Exercise description - What is needed is the run of lines from the one with "[tag] large building" through the close of the data, set down exactly.

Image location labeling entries
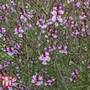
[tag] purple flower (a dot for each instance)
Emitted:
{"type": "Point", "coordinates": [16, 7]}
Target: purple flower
{"type": "Point", "coordinates": [44, 58]}
{"type": "Point", "coordinates": [9, 50]}
{"type": "Point", "coordinates": [74, 75]}
{"type": "Point", "coordinates": [63, 49]}
{"type": "Point", "coordinates": [49, 82]}
{"type": "Point", "coordinates": [19, 31]}
{"type": "Point", "coordinates": [57, 13]}
{"type": "Point", "coordinates": [37, 80]}
{"type": "Point", "coordinates": [2, 31]}
{"type": "Point", "coordinates": [25, 15]}
{"type": "Point", "coordinates": [41, 23]}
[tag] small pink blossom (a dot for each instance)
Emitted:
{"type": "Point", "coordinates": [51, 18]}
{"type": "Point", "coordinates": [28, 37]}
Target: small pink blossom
{"type": "Point", "coordinates": [44, 58]}
{"type": "Point", "coordinates": [49, 82]}
{"type": "Point", "coordinates": [63, 49]}
{"type": "Point", "coordinates": [37, 80]}
{"type": "Point", "coordinates": [19, 31]}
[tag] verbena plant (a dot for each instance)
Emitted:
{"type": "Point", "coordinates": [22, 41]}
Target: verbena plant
{"type": "Point", "coordinates": [44, 44]}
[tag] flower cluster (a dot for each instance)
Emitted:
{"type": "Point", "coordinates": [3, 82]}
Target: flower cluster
{"type": "Point", "coordinates": [44, 58]}
{"type": "Point", "coordinates": [2, 31]}
{"type": "Point", "coordinates": [74, 75]}
{"type": "Point", "coordinates": [25, 15]}
{"type": "Point", "coordinates": [39, 80]}
{"type": "Point", "coordinates": [8, 81]}
{"type": "Point", "coordinates": [63, 49]}
{"type": "Point", "coordinates": [19, 31]}
{"type": "Point", "coordinates": [12, 50]}
{"type": "Point", "coordinates": [57, 13]}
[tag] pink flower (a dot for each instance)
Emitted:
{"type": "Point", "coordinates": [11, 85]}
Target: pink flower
{"type": "Point", "coordinates": [41, 23]}
{"type": "Point", "coordinates": [9, 50]}
{"type": "Point", "coordinates": [19, 31]}
{"type": "Point", "coordinates": [49, 82]}
{"type": "Point", "coordinates": [37, 80]}
{"type": "Point", "coordinates": [74, 75]}
{"type": "Point", "coordinates": [57, 12]}
{"type": "Point", "coordinates": [63, 49]}
{"type": "Point", "coordinates": [44, 58]}
{"type": "Point", "coordinates": [25, 15]}
{"type": "Point", "coordinates": [2, 31]}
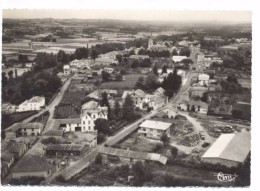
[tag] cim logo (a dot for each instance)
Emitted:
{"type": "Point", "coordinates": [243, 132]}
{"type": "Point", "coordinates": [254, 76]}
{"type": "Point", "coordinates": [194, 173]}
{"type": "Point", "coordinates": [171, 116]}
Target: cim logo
{"type": "Point", "coordinates": [225, 177]}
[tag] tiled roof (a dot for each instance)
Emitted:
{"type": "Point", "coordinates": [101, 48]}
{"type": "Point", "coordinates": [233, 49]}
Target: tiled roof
{"type": "Point", "coordinates": [65, 147]}
{"type": "Point", "coordinates": [69, 121]}
{"type": "Point", "coordinates": [133, 154]}
{"type": "Point", "coordinates": [31, 163]}
{"type": "Point", "coordinates": [155, 125]}
{"type": "Point", "coordinates": [15, 127]}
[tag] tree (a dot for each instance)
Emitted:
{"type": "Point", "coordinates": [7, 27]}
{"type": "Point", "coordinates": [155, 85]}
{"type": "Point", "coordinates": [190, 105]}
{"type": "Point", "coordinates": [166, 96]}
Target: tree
{"type": "Point", "coordinates": [204, 97]}
{"type": "Point", "coordinates": [135, 64]}
{"type": "Point", "coordinates": [174, 152]}
{"type": "Point", "coordinates": [165, 139]}
{"type": "Point", "coordinates": [140, 83]}
{"type": "Point", "coordinates": [10, 74]}
{"type": "Point", "coordinates": [237, 113]}
{"type": "Point", "coordinates": [4, 79]}
{"type": "Point", "coordinates": [118, 77]}
{"type": "Point", "coordinates": [151, 81]}
{"type": "Point", "coordinates": [102, 126]}
{"type": "Point", "coordinates": [155, 70]}
{"type": "Point", "coordinates": [94, 54]}
{"type": "Point", "coordinates": [98, 159]}
{"type": "Point", "coordinates": [164, 69]}
{"type": "Point", "coordinates": [128, 109]}
{"type": "Point", "coordinates": [105, 76]}
{"type": "Point", "coordinates": [117, 108]}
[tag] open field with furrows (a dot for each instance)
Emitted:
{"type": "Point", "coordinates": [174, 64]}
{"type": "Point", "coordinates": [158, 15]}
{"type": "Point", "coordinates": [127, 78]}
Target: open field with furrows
{"type": "Point", "coordinates": [127, 84]}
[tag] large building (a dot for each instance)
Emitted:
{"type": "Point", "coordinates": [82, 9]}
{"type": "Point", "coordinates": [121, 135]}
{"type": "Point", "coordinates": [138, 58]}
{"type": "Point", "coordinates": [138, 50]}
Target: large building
{"type": "Point", "coordinates": [229, 150]}
{"type": "Point", "coordinates": [34, 104]}
{"type": "Point", "coordinates": [23, 129]}
{"type": "Point", "coordinates": [154, 129]}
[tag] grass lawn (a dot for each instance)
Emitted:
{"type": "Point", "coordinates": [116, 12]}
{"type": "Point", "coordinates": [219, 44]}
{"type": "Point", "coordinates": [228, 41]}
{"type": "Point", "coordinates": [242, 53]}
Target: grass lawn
{"type": "Point", "coordinates": [127, 84]}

Finished exercise -
[tag] large building (a dot for each instance)
Emitted:
{"type": "Point", "coordinates": [82, 9]}
{"type": "Point", "coordinates": [121, 135]}
{"type": "Point", "coordinates": [138, 58]}
{"type": "Point", "coordinates": [138, 50]}
Target: large building
{"type": "Point", "coordinates": [229, 150]}
{"type": "Point", "coordinates": [34, 104]}
{"type": "Point", "coordinates": [23, 129]}
{"type": "Point", "coordinates": [154, 129]}
[tag] grass lawn (a dot for each instance)
Emitted:
{"type": "Point", "coordinates": [116, 12]}
{"type": "Point", "coordinates": [219, 44]}
{"type": "Point", "coordinates": [228, 41]}
{"type": "Point", "coordinates": [242, 53]}
Target: grass lawn
{"type": "Point", "coordinates": [127, 84]}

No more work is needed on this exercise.